─── Available data ───

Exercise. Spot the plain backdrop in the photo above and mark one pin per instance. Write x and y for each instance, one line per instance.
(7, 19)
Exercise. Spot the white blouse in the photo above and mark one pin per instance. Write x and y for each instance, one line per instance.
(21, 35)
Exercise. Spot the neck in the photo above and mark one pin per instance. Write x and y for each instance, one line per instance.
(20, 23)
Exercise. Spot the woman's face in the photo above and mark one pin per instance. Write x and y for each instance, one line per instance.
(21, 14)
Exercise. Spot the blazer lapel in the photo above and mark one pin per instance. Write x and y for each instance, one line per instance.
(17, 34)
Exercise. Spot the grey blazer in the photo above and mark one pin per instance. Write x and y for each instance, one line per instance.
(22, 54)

───

> _Job_
Could you repeat the listing word for word, beginning at the line that contains "Exercise. Spot the blazer" and continuing through its final line?

> _Task answer_
Exercise. Spot the blazer lapel in the photo above and mark one pin per instance. Write x and y for each instance, one line per instance.
(17, 34)
Exercise. Spot the grey blazer in the photo above and mark one pin per instance. Write x and y for each instance, one line per instance.
(22, 54)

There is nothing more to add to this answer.